Object detection data
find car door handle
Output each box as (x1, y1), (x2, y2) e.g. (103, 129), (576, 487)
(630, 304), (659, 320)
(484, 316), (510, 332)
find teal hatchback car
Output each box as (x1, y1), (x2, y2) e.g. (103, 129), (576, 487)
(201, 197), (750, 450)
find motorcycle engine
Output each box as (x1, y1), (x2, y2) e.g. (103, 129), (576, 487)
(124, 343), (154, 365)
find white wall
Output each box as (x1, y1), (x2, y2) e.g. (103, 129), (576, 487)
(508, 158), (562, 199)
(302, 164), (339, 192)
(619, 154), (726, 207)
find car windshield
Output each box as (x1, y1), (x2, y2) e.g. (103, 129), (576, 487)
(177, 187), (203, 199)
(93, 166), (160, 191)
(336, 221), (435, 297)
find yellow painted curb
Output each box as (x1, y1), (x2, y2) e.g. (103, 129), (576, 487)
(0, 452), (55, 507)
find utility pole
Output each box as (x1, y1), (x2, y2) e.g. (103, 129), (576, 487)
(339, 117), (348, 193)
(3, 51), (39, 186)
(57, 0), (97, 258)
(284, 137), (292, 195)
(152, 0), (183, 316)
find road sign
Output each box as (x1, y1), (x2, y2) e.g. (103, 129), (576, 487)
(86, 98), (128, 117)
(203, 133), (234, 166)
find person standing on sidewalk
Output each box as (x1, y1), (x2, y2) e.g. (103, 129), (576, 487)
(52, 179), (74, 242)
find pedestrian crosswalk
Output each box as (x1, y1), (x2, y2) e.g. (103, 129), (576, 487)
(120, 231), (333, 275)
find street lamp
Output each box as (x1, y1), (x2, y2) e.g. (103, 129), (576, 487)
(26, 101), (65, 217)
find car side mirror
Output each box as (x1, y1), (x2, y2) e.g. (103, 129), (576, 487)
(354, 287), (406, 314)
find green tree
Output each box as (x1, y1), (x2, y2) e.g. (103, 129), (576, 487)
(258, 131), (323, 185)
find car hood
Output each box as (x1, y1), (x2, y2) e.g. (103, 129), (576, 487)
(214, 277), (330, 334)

WRITTEN REQUEST: Can you repeat the items above word for word, from the line with "find yellow painted curb" up to and including the line with "(203, 133), (234, 166)"?

EXERCISE RESULT:
find yellow painted curb
Output each box as (x1, y1), (x2, y2) e.g. (103, 129), (576, 487)
(0, 452), (55, 507)
find utility pole
Output each box as (x1, y1), (x2, y2) e.g. (103, 129), (576, 487)
(339, 117), (348, 193)
(3, 51), (39, 186)
(57, 0), (97, 258)
(284, 137), (292, 195)
(152, 0), (183, 316)
find road sign
Output each box as (x1, y1), (x2, y2) e.g. (103, 129), (576, 487)
(86, 98), (128, 117)
(203, 133), (234, 166)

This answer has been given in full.